* start Data to use *

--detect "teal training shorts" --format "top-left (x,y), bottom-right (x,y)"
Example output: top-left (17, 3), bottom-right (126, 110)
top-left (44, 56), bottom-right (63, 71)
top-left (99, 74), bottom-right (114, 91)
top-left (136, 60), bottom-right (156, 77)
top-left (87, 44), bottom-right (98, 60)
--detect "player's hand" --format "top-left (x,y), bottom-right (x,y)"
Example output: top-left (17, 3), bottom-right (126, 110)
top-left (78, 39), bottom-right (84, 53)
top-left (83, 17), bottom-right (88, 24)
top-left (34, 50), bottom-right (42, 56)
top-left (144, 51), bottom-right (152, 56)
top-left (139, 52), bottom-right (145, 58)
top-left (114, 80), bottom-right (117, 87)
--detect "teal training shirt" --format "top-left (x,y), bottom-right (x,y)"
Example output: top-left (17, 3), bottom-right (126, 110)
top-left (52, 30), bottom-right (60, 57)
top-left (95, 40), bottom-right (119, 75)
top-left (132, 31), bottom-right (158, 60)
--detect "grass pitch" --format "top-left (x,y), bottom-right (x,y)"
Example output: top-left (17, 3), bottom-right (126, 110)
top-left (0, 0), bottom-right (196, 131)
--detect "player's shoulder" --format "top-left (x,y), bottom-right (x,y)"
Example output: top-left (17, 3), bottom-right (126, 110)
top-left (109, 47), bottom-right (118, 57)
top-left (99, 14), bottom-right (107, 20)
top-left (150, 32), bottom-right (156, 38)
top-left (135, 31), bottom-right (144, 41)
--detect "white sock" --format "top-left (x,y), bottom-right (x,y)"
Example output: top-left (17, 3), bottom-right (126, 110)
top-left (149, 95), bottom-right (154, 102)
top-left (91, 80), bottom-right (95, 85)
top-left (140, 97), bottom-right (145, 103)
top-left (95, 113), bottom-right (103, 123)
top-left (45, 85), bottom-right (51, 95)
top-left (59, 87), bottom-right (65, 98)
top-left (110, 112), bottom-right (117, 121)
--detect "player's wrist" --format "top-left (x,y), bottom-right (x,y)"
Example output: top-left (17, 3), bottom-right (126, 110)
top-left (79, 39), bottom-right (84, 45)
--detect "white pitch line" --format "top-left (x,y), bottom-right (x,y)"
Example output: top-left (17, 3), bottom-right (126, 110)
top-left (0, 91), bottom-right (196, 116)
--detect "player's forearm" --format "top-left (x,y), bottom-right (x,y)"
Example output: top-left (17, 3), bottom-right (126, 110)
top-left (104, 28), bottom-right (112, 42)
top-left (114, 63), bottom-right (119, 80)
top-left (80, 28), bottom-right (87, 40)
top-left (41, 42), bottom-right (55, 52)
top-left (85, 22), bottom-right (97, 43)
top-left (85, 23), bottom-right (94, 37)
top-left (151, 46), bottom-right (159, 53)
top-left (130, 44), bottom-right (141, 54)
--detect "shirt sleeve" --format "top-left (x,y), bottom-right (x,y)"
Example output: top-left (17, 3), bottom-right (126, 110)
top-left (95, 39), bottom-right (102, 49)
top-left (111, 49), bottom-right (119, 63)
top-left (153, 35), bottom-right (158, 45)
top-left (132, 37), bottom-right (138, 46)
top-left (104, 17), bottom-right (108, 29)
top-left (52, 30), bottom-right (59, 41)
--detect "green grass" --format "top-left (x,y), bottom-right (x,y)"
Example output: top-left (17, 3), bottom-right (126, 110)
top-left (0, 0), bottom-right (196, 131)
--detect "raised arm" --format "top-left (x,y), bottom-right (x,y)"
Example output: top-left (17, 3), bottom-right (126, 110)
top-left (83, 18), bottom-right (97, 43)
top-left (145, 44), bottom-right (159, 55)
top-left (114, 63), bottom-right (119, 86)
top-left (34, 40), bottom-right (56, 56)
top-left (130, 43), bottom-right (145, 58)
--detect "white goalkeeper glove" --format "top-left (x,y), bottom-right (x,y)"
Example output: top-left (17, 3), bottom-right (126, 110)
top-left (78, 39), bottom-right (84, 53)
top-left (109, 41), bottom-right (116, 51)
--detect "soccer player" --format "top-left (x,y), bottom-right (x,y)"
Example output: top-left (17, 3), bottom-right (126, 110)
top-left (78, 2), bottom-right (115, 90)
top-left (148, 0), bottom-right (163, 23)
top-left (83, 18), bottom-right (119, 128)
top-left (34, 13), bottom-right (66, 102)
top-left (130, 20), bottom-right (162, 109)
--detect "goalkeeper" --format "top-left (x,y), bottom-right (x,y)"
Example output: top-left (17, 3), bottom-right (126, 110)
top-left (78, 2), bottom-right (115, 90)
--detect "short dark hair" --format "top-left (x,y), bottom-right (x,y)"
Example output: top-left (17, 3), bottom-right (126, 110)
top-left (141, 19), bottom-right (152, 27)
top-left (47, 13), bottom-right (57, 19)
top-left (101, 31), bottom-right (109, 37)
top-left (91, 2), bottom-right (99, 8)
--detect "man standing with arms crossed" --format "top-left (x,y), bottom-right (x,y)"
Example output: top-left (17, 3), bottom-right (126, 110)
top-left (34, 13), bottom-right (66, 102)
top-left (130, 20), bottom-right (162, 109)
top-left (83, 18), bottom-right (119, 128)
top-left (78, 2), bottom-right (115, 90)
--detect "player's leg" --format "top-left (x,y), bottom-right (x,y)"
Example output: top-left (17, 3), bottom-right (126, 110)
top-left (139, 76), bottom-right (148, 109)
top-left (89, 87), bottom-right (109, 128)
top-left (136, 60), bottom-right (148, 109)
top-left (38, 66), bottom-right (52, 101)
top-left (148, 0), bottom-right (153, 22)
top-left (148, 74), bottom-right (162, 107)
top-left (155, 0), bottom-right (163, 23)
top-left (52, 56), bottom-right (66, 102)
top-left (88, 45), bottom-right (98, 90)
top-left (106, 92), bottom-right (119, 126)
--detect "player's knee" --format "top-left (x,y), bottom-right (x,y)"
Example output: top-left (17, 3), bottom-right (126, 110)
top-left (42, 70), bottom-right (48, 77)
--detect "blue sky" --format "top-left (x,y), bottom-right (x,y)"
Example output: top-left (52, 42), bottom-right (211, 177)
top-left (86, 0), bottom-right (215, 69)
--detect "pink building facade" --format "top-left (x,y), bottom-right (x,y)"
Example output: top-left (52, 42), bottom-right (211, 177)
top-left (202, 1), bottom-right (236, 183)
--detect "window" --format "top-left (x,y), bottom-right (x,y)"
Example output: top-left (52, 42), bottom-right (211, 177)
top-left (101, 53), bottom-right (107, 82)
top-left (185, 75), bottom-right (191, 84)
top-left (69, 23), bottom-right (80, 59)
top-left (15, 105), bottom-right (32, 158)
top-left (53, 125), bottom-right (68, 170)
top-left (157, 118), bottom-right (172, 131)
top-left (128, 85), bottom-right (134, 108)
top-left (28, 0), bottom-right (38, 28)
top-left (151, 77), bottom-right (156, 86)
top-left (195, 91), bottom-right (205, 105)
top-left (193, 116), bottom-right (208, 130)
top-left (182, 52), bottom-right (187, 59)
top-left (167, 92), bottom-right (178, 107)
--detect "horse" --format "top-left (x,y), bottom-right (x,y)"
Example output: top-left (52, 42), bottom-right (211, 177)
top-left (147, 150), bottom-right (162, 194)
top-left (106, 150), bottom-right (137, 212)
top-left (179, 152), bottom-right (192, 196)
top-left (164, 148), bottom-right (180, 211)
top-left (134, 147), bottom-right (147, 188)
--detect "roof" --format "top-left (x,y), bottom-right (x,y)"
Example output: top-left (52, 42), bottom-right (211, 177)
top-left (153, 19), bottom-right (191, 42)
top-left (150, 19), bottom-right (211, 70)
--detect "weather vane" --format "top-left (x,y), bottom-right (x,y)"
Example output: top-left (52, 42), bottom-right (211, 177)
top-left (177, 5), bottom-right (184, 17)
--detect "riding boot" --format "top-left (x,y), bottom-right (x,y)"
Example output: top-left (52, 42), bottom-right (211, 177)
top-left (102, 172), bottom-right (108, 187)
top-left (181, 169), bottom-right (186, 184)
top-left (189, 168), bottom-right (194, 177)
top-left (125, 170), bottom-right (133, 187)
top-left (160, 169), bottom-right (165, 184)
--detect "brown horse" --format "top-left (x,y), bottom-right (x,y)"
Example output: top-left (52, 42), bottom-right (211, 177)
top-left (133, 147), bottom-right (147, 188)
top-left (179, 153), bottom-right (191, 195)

* end Data to use *
* start Data to use *

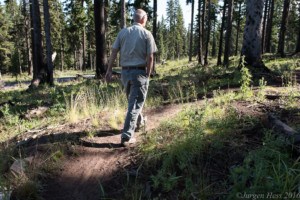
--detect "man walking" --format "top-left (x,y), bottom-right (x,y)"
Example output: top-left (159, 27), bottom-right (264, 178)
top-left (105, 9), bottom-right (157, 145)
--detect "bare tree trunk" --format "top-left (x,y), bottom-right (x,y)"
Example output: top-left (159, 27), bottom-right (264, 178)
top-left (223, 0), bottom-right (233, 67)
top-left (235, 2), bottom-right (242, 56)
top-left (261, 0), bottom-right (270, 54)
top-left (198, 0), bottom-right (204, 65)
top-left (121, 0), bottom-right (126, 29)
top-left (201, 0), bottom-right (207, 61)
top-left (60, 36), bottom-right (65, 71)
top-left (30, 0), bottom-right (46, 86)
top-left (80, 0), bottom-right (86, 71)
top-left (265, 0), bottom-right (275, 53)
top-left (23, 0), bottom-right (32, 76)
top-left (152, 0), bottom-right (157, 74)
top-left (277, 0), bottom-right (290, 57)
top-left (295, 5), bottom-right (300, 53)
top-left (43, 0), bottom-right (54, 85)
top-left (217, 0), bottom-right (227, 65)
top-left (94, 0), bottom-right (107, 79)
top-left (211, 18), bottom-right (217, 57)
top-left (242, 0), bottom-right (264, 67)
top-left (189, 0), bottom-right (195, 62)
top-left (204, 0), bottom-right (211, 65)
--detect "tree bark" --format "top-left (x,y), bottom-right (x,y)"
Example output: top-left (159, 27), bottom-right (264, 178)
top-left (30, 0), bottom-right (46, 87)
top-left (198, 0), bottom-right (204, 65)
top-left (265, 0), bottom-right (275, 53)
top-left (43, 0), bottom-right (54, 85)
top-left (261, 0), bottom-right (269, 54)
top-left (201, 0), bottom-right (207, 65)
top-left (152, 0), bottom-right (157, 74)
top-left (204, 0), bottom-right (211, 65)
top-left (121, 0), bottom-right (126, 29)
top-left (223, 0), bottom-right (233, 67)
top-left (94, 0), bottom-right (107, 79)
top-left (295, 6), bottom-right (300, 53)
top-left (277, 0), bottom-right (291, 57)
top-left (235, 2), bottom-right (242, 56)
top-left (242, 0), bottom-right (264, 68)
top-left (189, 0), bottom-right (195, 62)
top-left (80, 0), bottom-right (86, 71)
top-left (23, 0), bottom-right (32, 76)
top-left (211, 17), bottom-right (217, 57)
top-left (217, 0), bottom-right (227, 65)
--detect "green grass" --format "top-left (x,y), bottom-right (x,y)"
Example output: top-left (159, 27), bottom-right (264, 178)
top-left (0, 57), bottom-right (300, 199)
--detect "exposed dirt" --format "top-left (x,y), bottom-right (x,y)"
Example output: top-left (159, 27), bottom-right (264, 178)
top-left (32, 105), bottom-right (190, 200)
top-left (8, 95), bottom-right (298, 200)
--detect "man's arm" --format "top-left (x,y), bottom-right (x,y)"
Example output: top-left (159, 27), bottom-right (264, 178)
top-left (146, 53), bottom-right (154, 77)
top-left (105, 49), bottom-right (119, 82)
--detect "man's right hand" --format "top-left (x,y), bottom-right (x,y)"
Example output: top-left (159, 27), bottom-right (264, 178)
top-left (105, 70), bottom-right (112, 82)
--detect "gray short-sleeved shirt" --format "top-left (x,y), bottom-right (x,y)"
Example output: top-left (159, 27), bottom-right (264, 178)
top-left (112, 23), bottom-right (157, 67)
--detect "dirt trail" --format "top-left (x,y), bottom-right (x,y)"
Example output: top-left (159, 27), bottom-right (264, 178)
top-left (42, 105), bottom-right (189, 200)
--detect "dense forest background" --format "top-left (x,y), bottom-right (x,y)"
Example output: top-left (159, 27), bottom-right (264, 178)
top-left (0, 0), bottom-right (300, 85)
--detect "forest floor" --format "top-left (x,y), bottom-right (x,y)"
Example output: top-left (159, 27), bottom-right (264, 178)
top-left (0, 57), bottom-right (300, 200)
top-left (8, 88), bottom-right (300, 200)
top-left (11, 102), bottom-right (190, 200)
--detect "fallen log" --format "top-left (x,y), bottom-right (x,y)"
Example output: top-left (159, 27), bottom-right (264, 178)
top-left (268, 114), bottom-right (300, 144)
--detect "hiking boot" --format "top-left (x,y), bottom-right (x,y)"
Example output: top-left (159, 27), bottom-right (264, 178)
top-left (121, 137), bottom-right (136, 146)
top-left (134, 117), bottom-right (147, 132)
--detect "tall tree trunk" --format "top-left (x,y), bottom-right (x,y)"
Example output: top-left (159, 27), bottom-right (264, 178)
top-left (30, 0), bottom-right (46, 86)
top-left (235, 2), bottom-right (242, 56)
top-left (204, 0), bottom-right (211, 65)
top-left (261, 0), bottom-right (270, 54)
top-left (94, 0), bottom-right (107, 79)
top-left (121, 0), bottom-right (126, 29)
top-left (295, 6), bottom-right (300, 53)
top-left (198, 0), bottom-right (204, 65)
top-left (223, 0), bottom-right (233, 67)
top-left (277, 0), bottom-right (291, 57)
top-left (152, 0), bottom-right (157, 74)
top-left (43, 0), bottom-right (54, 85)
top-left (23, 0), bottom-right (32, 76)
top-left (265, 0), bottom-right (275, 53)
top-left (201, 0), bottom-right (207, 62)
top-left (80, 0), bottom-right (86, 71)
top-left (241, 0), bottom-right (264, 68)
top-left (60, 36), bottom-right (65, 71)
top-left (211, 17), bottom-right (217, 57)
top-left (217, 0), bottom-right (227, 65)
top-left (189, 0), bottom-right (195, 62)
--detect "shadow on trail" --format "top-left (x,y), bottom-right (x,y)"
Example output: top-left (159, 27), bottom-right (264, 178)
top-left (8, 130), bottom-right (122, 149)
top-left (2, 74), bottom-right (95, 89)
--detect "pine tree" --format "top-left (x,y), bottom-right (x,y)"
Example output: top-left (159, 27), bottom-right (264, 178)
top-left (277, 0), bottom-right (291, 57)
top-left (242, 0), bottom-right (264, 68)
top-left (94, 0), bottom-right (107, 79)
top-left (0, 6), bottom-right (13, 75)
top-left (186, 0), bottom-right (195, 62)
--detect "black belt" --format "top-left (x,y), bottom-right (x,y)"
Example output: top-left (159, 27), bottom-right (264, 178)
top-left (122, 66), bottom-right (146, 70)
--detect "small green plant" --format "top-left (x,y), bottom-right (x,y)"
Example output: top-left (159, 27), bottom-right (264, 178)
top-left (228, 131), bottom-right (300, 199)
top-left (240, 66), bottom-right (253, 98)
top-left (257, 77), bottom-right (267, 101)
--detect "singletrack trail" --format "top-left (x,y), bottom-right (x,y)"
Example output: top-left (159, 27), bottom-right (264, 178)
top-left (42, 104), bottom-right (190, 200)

* end Data to use *
* start Data to use *

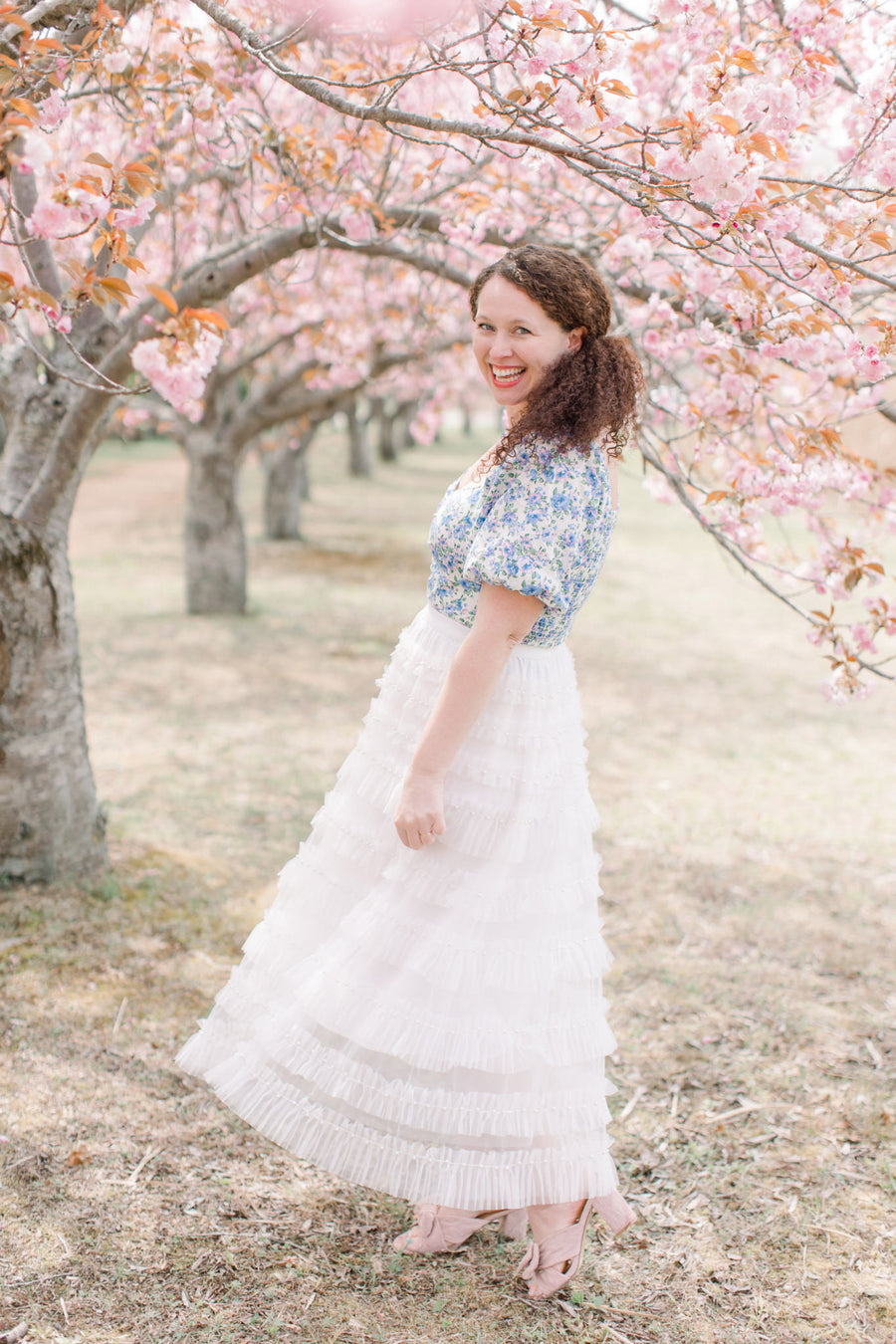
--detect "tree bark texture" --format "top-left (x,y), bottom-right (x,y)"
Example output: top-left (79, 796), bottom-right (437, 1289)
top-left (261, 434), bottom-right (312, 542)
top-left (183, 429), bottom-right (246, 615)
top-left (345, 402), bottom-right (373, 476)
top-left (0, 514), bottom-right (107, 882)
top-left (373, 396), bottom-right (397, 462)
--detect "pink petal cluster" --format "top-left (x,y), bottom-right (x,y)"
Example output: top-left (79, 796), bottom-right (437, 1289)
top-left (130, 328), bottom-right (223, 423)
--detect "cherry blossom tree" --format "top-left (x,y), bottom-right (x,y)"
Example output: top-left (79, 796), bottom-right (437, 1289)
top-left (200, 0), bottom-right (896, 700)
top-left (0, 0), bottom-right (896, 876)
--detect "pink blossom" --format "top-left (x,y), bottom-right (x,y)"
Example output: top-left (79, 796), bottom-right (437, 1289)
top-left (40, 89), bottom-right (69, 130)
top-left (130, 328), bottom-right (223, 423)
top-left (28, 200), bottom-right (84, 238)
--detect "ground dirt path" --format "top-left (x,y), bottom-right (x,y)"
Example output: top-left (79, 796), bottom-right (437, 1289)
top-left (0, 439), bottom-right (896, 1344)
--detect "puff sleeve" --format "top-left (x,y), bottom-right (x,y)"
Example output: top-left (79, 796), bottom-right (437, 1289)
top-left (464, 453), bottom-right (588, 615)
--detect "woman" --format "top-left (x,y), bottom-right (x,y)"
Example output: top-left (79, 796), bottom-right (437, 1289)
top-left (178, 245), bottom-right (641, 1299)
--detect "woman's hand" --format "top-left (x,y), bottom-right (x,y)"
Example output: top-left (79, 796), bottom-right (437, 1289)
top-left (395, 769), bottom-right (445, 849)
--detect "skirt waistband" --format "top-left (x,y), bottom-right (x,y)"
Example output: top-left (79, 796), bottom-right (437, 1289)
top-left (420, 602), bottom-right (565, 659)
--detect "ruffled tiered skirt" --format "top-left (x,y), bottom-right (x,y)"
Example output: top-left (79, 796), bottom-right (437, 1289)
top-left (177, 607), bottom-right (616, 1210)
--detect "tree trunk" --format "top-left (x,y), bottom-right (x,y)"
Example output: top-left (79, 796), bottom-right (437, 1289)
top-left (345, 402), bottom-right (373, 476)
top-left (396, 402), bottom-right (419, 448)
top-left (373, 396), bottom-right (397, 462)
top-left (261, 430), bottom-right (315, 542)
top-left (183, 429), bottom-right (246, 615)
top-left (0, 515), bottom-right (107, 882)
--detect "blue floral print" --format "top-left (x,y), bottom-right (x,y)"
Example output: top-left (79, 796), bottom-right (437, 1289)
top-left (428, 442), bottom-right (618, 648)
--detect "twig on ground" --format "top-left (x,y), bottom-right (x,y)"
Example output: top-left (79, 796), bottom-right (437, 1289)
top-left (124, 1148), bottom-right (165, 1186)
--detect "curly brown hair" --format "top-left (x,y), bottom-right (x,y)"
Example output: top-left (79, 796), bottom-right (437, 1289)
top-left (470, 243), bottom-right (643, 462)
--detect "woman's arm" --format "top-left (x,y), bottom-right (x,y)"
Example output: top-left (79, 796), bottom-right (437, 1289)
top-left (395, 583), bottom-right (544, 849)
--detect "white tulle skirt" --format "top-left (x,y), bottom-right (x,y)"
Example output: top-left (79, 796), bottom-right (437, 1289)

* end Data to use *

Given exercise
Report each line of the data above that contains the word "forest", copying every such line in full.

Result
--detect "dense forest background" --format "top-left (x,y), bottom-right (x,y)"
--detect "forest floor" --format "top-left (x,y), bottom-right (x,y)"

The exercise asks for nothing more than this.